## WHAT THE EXERCISE ASKS
Please give an exact printout of the records, without any pictures.

(Natural language region descriptions)
* * * * * * *

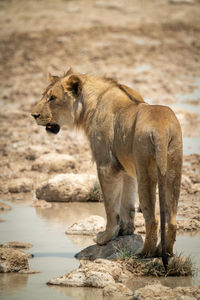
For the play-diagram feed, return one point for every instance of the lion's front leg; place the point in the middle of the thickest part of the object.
(111, 182)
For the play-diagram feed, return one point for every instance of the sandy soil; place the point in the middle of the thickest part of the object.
(151, 47)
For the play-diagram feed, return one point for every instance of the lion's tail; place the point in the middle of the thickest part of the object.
(161, 147)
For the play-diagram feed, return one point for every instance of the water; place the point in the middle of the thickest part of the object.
(54, 251)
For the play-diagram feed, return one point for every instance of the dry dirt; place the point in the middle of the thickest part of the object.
(153, 46)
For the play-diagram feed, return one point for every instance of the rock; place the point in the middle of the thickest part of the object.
(28, 272)
(159, 292)
(154, 291)
(90, 226)
(33, 152)
(20, 185)
(188, 225)
(17, 245)
(67, 187)
(41, 203)
(4, 206)
(129, 244)
(54, 162)
(117, 290)
(92, 274)
(12, 260)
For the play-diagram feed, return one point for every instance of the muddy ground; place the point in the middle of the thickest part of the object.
(151, 46)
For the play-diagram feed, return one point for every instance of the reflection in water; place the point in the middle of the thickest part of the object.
(80, 293)
(15, 281)
(69, 213)
(54, 252)
(79, 241)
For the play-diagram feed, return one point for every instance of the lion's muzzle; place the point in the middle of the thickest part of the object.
(53, 128)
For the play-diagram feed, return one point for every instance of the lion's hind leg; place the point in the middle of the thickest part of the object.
(172, 197)
(127, 210)
(111, 182)
(147, 181)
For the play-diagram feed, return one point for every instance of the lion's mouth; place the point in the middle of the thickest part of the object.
(53, 128)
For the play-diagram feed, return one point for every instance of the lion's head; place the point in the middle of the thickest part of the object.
(59, 103)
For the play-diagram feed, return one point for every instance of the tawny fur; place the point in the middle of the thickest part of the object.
(133, 144)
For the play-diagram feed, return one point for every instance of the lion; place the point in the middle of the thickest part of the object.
(135, 146)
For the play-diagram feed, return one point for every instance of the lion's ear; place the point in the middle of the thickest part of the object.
(74, 85)
(69, 71)
(53, 78)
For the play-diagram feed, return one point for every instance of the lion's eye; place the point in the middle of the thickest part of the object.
(51, 98)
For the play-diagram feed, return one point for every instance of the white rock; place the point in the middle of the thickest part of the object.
(20, 185)
(67, 188)
(54, 162)
(98, 274)
(89, 226)
(114, 249)
(41, 203)
(4, 206)
(117, 290)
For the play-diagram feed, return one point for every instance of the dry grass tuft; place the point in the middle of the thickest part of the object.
(177, 266)
(95, 194)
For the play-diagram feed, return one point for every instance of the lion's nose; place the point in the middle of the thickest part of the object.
(35, 115)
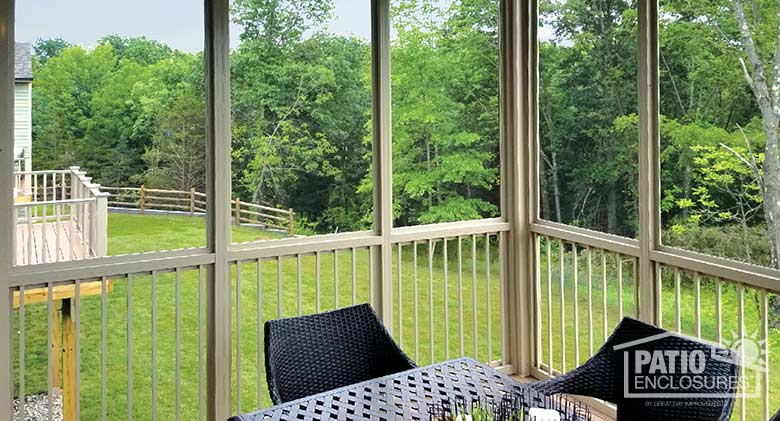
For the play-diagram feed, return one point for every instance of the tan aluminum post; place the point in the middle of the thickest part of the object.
(518, 138)
(381, 272)
(218, 192)
(142, 198)
(649, 164)
(101, 224)
(192, 201)
(7, 227)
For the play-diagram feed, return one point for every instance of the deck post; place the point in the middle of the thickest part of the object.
(382, 269)
(68, 362)
(100, 233)
(649, 161)
(218, 193)
(7, 226)
(56, 346)
(142, 198)
(192, 201)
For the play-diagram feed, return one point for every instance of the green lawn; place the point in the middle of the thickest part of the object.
(135, 233)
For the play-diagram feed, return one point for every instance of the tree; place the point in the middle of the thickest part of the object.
(442, 159)
(177, 157)
(44, 49)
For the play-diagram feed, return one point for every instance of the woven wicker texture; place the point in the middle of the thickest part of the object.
(408, 395)
(602, 377)
(311, 354)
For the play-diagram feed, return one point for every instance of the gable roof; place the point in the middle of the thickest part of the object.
(23, 62)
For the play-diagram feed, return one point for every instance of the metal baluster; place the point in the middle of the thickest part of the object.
(103, 352)
(447, 302)
(548, 250)
(129, 301)
(460, 295)
(677, 315)
(561, 275)
(299, 272)
(238, 337)
(336, 278)
(354, 276)
(575, 269)
(154, 345)
(430, 297)
(317, 293)
(259, 301)
(416, 302)
(399, 267)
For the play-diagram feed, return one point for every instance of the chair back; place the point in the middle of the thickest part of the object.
(612, 369)
(312, 354)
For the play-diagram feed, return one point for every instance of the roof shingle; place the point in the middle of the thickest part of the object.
(23, 61)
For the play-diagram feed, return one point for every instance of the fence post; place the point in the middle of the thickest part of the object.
(192, 201)
(142, 195)
(101, 224)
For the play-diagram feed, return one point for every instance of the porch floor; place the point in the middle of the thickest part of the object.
(48, 242)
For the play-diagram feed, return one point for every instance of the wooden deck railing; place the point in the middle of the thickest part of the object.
(194, 202)
(60, 215)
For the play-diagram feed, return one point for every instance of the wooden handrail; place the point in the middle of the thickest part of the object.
(190, 201)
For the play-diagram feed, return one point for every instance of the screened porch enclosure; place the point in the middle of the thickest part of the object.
(179, 334)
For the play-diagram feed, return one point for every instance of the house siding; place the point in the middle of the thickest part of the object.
(23, 120)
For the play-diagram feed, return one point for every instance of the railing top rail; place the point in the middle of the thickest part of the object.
(54, 202)
(268, 208)
(41, 172)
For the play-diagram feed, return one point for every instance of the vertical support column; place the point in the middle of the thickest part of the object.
(7, 227)
(518, 177)
(142, 198)
(100, 246)
(192, 201)
(68, 362)
(382, 290)
(218, 189)
(649, 164)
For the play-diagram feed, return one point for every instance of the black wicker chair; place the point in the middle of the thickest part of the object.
(312, 354)
(602, 377)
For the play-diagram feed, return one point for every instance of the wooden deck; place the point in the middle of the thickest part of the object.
(49, 242)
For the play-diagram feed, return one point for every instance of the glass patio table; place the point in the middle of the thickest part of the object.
(411, 395)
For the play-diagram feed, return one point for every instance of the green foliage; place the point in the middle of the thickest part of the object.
(445, 109)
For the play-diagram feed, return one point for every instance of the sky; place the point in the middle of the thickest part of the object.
(178, 23)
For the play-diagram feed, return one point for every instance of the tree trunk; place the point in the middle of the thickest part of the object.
(769, 103)
(612, 210)
(544, 195)
(556, 189)
(686, 189)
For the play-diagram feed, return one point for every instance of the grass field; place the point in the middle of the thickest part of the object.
(134, 233)
(437, 324)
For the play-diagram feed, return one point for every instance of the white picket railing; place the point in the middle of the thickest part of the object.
(60, 215)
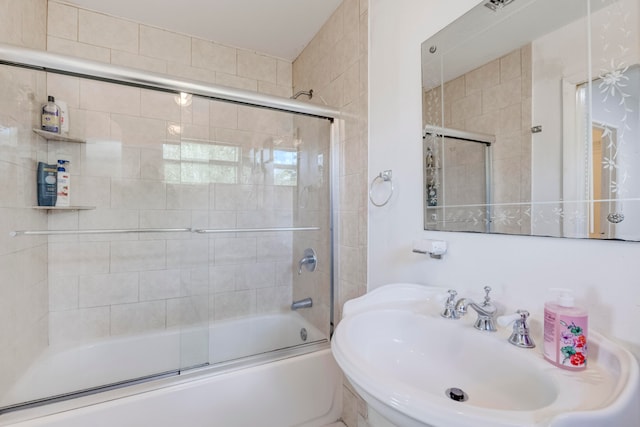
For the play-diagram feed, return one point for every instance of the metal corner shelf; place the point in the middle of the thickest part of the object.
(52, 136)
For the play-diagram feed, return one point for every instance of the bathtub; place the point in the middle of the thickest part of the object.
(271, 370)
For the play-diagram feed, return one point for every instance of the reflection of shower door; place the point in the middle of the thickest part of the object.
(603, 202)
(464, 186)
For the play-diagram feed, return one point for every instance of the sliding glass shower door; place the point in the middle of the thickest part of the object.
(187, 219)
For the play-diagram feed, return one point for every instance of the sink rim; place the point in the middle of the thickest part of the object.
(395, 395)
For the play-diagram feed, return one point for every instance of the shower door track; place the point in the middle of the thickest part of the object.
(62, 64)
(158, 230)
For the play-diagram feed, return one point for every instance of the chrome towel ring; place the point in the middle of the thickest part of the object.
(384, 176)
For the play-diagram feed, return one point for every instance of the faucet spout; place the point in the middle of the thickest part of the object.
(487, 311)
(303, 303)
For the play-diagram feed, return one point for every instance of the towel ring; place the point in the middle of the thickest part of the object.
(384, 176)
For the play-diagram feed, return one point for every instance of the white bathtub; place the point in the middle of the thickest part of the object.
(278, 388)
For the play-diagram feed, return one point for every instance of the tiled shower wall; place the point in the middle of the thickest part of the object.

* * * * * * *

## ANSWER AREA
For the play-diagram feed, return one point for every instance of the lion's front leg; place the point in the middle of the thickest part of the object.
(111, 182)
For the play-diagram feed, return one point for every instance of the sandy soil; place the point in the middle of the thickest part of the object.
(151, 47)
For the play-diagram feed, return one point for every instance of the lion's tail; place the point in the middle of the thickest part of the object.
(161, 147)
For the play-diagram feed, return one point for every instance of the water; place the point in the middle of the thickest part of the object.
(54, 251)
For the play-diagram feed, return one point for every instance of the dry dirt; place the point in the middle of the thickest part of the object.
(153, 46)
For the play-diagram feed, return one point for every instance of the rock; place the point in the middle of the thickest part of the object.
(28, 272)
(159, 292)
(154, 291)
(90, 226)
(33, 152)
(20, 185)
(188, 225)
(17, 245)
(67, 187)
(41, 203)
(4, 206)
(129, 244)
(54, 162)
(117, 290)
(92, 274)
(12, 260)
For the play-diagram feed, return one point for every instance of the muddy ground; place the point in the middle of the thickest part of the object.
(151, 46)
For the play-diagram feed, return one point for every instance of the reflection in water; place the point in the middle of the thickest part of the object.
(80, 293)
(15, 281)
(69, 213)
(54, 252)
(79, 241)
For the play-diagram feed, return one point for every instance of the lion's muzzle; place the point in the middle of the thickest part of the object.
(53, 128)
For the play-diagram feed, return one point for every instance of the lion's hind leg; place the point in the middle of the thickest part of the object.
(172, 197)
(127, 210)
(111, 182)
(147, 181)
For the play-diagram feed, return one point for every instance of the lion's mouth; place the point in the middle of the thickest part of the object.
(53, 128)
For the play-diagram feed, return one point for every instance of the lion's head; place the point in the middle of the thickest part of the object.
(59, 103)
For the play-diagram feed, return one point for every instance of the tawny fur; place the point in the middle of the thickest part of the object.
(133, 144)
For the play-diagram feed, return one point for every instance of the lion; place the point in the middle of the thickest part of the object.
(135, 146)
For the play-diagram feed, return one point for every instance of the lion's ear; place the point in the middle of the thickest part of the object.
(74, 85)
(69, 71)
(53, 78)
For the play-diagram feed, return one point for every instance of the lion's eye; place the point in the middle of the thickest part of the object.
(51, 98)
For the play-diagram feed, return one point for every instance of the white rock; place the point in the middle of the thickest part of the object.
(20, 185)
(67, 188)
(54, 162)
(98, 274)
(89, 226)
(114, 249)
(41, 203)
(4, 206)
(117, 290)
For the play-diagram feed, return one point for every instance of the dry grass tuft; place the point in the middle of the thickest part of the object.
(177, 266)
(95, 194)
For the play-diagram feed, return one point for every instance of the lion's nose; place the point in the middle of the thickest part of the object.
(35, 115)
For the play-diagram feed, return one point for every instance of the tan aluminum post; place the point in the middle of the thickest part of the object.
(518, 138)
(381, 272)
(218, 192)
(142, 198)
(649, 164)
(101, 224)
(192, 201)
(7, 227)
For the play-diagram feed, return one point for every instance of the deck post; place the point in the middle of the thickest part of the object.
(382, 269)
(68, 362)
(100, 233)
(649, 161)
(218, 193)
(7, 226)
(56, 346)
(142, 198)
(192, 201)
For the play-diagram feed, return one point for every instance of the green lawn; place the point in the middle of the thickest part of the object.
(135, 233)
For the play-diagram feed, return one point for every instance of the tree; place the point in the middle of the thickest part of the object.
(442, 159)
(177, 157)
(44, 49)
For the play-diagram feed, return one point for every instance of the woven wicker texture; place the point in the middle of the thickest part of the object.
(408, 395)
(602, 377)
(311, 354)
For the play-diagram feed, return one point for every instance of the gable roof; place the point in the middle of the thickest part of the object.
(23, 62)
For the play-diagram feed, return one point for every instance of the metal baluster; place the point in the middle of the thickest part of the object.
(103, 352)
(447, 302)
(548, 250)
(129, 301)
(460, 295)
(677, 315)
(561, 275)
(299, 272)
(238, 337)
(336, 278)
(354, 276)
(575, 269)
(154, 345)
(430, 297)
(317, 293)
(259, 301)
(416, 302)
(399, 267)
For the play-diagram feed, return one point for every instance of the chair back; place the point in the middle of the thickest part of the object.
(612, 369)
(312, 354)
For the play-diagram feed, return one point for every instance of the roof shingle; place the point in the middle of the thickest part of the object.
(23, 61)
For the play-diagram feed, return one point for every instance of the fence post; place the point in the middle of the thickest part of the object.
(192, 201)
(142, 195)
(101, 224)
For the play-diagram feed, return one point for every instance of the porch floor; place the point in the middle of the thickest part of the object.
(48, 242)
For the play-diagram feed, return one point for every instance of the wooden deck railing; place the point in the middle of the thickest part of the object.
(194, 202)
(60, 215)
For the play-diagram feed, return one point for every instance of the wooden handrail; place the point in the middle of the thickest part of the object.
(190, 201)
For the play-diagram feed, return one point for every instance of the screened porch enclosure; place the point in the middle of the thickest part of the object.
(179, 334)
For the play-diagram feed, return one point for every instance of the house siding; place the point in the middle of the thickest part of the object.
(23, 120)
For the play-diagram feed, return one point for every instance of the railing top rail; place the point in the middle of the thickest part of the object.
(54, 202)
(268, 208)
(41, 172)
For the play-diagram feed, return one point for every instance of the vertical support column; place the point in the middle of the thickest part of the object.
(7, 227)
(518, 177)
(142, 198)
(100, 246)
(192, 201)
(68, 362)
(382, 290)
(218, 189)
(649, 164)
For the play-diagram feed, return one point for every instance of the black wicker chair; place the point in the middle of the thickest part of the object.
(312, 354)
(602, 377)
For the play-diagram feed, return one point for every instance of the wooden deck; place the point in the middle of the thickest part of the object.
(49, 242)
For the play-diagram feed, return one point for every instance of the glass patio table; place the point in the middle of the thickest part of the object.
(411, 395)
For the play-diagram feed, return one point for every instance of the green foliage; place the point in the middle of the thickest part of the object.
(445, 109)
For the play-diagram feed, return one point for every instance of the sky; place the point in the middle of the thickest part of the object.
(178, 23)
For the play-diagram feed, return one point for every instance of the tree trunk; place the point in the middle of the thickest part of the object.
(769, 103)
(612, 210)
(544, 195)
(556, 189)
(686, 189)
For the play-diagram feed, return one point for every instance of the grass field; place the point in the middle of the thickest part of the object.
(134, 233)
(437, 324)
For the play-diagram feed, return one point for every instance of the white picket railing; place the point in the middle of the thickest part of the object.
(60, 215)
For the play-diagram feed, return one point for every instance of the metal corner shelf; place the point in the middle of the thickest part of the object.
(52, 136)
For the play-diagram feed, return one point for every instance of the bathtub; place the point in the middle of the thickest part of the object.
(271, 370)
For the play-diagram feed, return one point for every instance of the reflection of shower door; place the point in the middle of the thickest part of the object.
(603, 202)
(464, 186)
For the play-diagram feed, return one point for every instance of the sliding glass shower door; place the point in the middle of the thickest part of the object.
(187, 219)
For the play-diagram feed, return one point for every instance of the sink rim; place the point in the middle of the thickest part of the object.
(395, 395)
For the play-diagram feed, return one point for every instance of the shower door track; place the point in the middle of the thickest part of the object.
(62, 64)
(158, 230)
For the play-diagram feed, return one point for every instance of the chrome towel ring; place the point in the middle of the thickest part of the object.
(384, 176)
For the play-diagram feed, return one point for every instance of the faucet spout; place the point in the middle of the thickest part of the object.
(487, 311)
(303, 303)
For the play-diagram feed, return one point for every instance of the towel ring; place the point in the middle of the thickest part of the object.
(384, 176)
For the play-diagram feed, return one point for every instance of the white bathtub; place the point in the middle of the thickest part of the object.
(278, 388)
For the play-diagram feed, return one point for every instance of the tiled shower wall; place the point in the middle of the thickest part of the object.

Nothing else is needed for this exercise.